▶ **Data to process**
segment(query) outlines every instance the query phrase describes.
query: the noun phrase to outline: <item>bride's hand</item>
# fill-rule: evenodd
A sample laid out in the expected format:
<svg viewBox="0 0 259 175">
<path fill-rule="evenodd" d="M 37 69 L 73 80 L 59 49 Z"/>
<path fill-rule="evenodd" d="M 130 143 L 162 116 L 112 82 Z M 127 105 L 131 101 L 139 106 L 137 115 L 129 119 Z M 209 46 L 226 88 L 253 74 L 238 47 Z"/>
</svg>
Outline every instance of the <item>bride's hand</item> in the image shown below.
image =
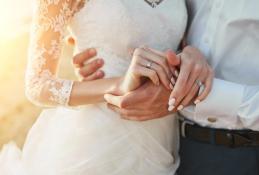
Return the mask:
<svg viewBox="0 0 259 175">
<path fill-rule="evenodd" d="M 132 62 L 122 81 L 124 93 L 137 89 L 145 79 L 150 79 L 155 85 L 161 83 L 170 89 L 171 70 L 166 55 L 147 47 L 137 48 L 133 52 Z"/>
</svg>

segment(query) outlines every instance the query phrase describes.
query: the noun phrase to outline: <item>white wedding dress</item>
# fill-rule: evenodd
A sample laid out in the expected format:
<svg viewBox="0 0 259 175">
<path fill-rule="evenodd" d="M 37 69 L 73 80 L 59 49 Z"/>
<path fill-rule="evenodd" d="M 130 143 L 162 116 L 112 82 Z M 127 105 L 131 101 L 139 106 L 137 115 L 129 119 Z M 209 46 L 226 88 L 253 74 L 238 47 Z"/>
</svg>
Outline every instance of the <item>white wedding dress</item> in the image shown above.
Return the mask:
<svg viewBox="0 0 259 175">
<path fill-rule="evenodd" d="M 20 154 L 6 146 L 0 174 L 174 175 L 179 165 L 174 115 L 133 122 L 105 104 L 65 107 L 73 81 L 58 79 L 56 70 L 66 26 L 77 51 L 96 48 L 105 60 L 106 77 L 114 77 L 125 74 L 131 48 L 176 50 L 186 21 L 184 0 L 38 0 L 27 95 L 54 108 L 39 116 Z"/>
</svg>

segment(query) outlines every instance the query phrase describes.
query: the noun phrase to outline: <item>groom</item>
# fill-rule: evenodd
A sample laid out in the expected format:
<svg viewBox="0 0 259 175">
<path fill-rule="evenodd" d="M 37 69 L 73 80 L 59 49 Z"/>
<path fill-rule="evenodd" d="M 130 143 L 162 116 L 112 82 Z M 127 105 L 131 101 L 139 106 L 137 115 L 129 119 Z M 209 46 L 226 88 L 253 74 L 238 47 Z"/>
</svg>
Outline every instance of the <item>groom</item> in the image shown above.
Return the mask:
<svg viewBox="0 0 259 175">
<path fill-rule="evenodd" d="M 258 175 L 259 174 L 259 1 L 258 0 L 187 0 L 189 27 L 187 44 L 198 48 L 215 71 L 215 79 L 206 100 L 185 106 L 181 120 L 181 165 L 179 175 Z M 203 59 L 188 46 L 184 60 Z M 75 57 L 76 65 L 96 53 L 88 51 Z M 102 64 L 81 66 L 88 80 Z M 197 65 L 196 65 L 197 66 Z M 181 69 L 193 72 L 195 65 Z M 88 78 L 88 77 L 92 78 Z M 179 86 L 184 77 L 178 77 Z M 175 87 L 176 88 L 176 87 Z M 182 96 L 186 95 L 179 91 Z M 150 98 L 152 94 L 153 98 Z M 168 114 L 168 92 L 145 84 L 130 95 L 114 97 L 120 107 L 113 109 L 127 117 L 130 113 L 150 119 Z M 139 105 L 141 104 L 141 105 Z M 141 109 L 139 109 L 141 106 Z M 134 110 L 138 109 L 138 110 Z M 130 118 L 130 116 L 129 116 Z"/>
</svg>

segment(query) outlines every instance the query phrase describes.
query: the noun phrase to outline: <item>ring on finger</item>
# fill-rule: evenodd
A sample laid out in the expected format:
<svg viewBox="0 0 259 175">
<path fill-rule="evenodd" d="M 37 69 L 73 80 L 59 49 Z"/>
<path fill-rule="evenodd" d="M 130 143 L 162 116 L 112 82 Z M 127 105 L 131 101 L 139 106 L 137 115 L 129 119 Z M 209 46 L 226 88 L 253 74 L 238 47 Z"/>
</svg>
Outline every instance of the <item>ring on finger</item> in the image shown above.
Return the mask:
<svg viewBox="0 0 259 175">
<path fill-rule="evenodd" d="M 152 69 L 153 61 L 149 61 L 146 65 L 146 68 Z"/>
<path fill-rule="evenodd" d="M 197 84 L 199 87 L 202 87 L 202 86 L 203 86 L 203 83 L 201 82 L 201 80 L 197 79 L 195 82 L 196 82 L 196 84 Z"/>
</svg>

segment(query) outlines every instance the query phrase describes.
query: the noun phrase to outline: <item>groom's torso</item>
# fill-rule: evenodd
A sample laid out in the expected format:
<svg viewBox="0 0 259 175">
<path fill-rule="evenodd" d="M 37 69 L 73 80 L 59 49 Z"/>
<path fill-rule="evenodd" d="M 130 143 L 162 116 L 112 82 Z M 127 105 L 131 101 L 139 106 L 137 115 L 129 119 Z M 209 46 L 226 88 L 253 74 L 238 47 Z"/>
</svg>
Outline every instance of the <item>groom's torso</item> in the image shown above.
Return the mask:
<svg viewBox="0 0 259 175">
<path fill-rule="evenodd" d="M 198 47 L 216 78 L 258 85 L 259 1 L 187 0 L 188 42 Z"/>
</svg>

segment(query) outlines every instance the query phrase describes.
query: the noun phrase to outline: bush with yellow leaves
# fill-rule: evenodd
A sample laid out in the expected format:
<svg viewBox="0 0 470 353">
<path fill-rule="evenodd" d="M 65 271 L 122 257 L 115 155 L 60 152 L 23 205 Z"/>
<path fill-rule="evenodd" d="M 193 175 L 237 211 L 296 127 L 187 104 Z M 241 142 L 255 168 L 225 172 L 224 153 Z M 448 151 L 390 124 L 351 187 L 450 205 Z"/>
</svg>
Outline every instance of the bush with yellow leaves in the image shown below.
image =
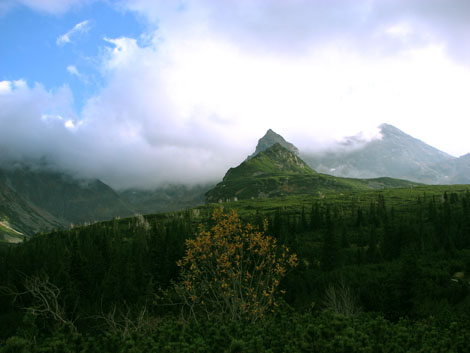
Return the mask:
<svg viewBox="0 0 470 353">
<path fill-rule="evenodd" d="M 243 224 L 235 211 L 218 209 L 212 217 L 215 225 L 186 240 L 185 256 L 178 261 L 182 281 L 177 289 L 184 308 L 193 318 L 263 318 L 277 306 L 276 289 L 297 265 L 296 255 L 263 231 Z"/>
</svg>

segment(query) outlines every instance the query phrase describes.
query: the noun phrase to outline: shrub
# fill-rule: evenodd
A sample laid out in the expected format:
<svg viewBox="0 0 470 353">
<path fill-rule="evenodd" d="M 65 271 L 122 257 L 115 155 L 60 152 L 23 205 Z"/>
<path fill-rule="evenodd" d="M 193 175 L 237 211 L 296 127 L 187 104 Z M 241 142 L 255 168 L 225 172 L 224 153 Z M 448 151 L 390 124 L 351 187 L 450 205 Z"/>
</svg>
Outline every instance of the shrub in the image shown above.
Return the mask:
<svg viewBox="0 0 470 353">
<path fill-rule="evenodd" d="M 277 306 L 276 289 L 288 269 L 297 265 L 295 254 L 250 224 L 235 211 L 218 209 L 215 225 L 186 240 L 178 266 L 178 290 L 188 313 L 222 319 L 256 321 Z M 264 229 L 266 229 L 266 225 Z"/>
</svg>

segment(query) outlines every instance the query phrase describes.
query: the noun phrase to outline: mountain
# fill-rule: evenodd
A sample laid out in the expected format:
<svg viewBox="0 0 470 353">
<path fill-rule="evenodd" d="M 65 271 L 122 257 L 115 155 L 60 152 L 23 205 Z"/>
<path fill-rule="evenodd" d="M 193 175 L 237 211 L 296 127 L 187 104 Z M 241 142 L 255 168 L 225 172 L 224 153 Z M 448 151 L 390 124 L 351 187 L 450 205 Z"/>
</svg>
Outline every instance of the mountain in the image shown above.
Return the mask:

▶ **Work instructions**
Where does the string "white" occur in the listing above? Return every line that contains it.

▶ **Response below**
query: the noun phrase to outline: <item>white wedding dress</item>
Outline every instance of the <item>white wedding dress</item> in the image shown above.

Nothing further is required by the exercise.